■ Assignment ■
The required output is the lines below from the line containing "Task: identify the white backdrop" to the line containing "Task: identify the beige chino", inclusive, retyped exactly. No other lines belong in it.

(Dataset items)
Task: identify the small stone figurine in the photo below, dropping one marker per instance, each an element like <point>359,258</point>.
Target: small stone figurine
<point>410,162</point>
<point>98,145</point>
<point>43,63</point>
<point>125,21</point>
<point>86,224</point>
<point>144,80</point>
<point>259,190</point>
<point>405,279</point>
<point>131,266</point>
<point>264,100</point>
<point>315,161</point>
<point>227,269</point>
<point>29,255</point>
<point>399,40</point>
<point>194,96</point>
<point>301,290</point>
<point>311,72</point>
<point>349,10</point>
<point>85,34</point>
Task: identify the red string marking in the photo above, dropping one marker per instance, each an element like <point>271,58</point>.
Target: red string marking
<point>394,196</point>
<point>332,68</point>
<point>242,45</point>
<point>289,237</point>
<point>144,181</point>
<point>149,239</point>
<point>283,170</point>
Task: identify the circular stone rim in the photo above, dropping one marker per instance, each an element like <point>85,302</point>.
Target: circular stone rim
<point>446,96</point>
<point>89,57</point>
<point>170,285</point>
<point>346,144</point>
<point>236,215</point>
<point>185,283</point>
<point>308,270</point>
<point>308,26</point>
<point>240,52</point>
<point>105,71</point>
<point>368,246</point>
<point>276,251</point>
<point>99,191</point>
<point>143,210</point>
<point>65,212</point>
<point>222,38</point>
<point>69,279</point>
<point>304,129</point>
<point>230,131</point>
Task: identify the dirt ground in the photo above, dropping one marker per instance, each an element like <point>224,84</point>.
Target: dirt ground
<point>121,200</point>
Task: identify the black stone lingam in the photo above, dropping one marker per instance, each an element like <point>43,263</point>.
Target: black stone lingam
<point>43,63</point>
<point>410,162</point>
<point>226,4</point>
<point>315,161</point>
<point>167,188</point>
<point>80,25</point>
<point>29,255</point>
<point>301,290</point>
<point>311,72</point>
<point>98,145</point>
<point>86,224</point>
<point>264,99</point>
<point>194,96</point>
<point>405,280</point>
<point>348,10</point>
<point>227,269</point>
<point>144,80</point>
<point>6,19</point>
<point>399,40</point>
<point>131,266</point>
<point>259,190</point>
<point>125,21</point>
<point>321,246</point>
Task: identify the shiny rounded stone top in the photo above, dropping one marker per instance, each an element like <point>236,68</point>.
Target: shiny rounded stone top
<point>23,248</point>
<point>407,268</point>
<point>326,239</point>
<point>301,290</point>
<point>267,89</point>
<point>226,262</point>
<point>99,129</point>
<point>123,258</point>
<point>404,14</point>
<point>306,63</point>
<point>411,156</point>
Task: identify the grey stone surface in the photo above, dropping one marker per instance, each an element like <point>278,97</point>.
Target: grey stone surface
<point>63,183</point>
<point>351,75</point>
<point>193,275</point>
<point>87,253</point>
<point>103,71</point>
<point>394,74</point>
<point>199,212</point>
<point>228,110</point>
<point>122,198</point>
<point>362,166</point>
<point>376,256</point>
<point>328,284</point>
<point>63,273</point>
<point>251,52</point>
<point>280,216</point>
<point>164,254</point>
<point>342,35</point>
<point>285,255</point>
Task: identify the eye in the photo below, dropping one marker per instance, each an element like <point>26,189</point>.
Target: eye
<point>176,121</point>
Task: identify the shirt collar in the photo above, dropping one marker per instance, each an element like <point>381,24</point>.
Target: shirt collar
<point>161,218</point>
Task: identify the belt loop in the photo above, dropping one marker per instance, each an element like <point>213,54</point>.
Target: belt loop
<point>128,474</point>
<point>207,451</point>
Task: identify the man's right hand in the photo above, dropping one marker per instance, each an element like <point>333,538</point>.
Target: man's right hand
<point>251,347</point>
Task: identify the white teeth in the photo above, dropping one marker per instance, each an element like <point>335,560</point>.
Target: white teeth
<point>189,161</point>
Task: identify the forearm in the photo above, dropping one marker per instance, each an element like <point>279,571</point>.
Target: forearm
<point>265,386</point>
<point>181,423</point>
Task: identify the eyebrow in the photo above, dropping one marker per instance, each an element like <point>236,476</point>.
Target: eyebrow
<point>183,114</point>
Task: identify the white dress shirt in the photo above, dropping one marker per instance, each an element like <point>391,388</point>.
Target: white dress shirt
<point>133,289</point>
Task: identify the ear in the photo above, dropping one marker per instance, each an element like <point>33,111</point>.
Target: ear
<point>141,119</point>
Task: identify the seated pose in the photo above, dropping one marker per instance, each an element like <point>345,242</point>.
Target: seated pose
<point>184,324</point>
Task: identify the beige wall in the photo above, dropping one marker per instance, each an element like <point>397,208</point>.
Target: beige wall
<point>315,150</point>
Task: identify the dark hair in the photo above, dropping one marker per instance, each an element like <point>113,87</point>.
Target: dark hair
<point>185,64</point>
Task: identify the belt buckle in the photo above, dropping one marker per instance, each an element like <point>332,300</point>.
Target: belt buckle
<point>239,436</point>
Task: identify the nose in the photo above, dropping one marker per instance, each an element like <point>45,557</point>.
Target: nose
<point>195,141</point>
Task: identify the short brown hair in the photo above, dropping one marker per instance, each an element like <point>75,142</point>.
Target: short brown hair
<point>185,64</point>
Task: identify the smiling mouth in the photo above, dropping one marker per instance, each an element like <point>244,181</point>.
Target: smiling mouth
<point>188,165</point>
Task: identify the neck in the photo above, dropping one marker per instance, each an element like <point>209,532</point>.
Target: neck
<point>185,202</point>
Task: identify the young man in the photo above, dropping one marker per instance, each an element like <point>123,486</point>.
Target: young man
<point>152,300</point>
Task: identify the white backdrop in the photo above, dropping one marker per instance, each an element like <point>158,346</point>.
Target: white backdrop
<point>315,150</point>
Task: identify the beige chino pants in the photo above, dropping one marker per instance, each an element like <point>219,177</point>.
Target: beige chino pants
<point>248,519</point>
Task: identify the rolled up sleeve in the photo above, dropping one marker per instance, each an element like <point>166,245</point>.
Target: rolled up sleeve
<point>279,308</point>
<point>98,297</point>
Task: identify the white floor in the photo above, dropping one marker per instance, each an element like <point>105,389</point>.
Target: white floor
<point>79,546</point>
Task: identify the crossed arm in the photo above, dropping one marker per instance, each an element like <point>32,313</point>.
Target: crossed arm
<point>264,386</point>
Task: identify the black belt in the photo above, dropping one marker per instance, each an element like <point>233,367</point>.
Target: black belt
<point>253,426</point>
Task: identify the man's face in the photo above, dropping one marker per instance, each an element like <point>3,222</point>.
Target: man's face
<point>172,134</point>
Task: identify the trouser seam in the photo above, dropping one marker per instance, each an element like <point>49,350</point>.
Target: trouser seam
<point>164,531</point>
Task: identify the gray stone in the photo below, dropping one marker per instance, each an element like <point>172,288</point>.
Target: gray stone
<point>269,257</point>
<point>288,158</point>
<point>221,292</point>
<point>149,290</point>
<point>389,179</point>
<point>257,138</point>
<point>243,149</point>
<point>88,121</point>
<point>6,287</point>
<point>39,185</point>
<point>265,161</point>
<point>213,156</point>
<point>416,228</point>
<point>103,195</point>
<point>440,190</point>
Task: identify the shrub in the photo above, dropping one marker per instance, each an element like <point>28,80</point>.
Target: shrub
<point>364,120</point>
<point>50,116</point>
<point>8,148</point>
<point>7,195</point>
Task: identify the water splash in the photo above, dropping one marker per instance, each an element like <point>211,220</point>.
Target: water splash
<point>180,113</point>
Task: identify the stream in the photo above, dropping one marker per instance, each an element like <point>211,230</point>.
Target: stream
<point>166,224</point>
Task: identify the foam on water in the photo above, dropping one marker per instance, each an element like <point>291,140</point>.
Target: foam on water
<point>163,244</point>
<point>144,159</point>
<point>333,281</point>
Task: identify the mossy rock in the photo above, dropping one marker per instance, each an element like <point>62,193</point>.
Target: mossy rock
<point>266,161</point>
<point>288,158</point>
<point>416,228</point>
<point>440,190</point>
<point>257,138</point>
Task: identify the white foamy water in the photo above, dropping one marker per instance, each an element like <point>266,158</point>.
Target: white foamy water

■ Response to the exercise ■
Task: identify the white backdrop in the photo above, dropping one marker per instance, each an element like <point>158,346</point>.
Target: white backdrop
<point>315,150</point>
Task: identify the beige chino pants in the photo above, dropping one marker per instance, each an element like <point>219,177</point>.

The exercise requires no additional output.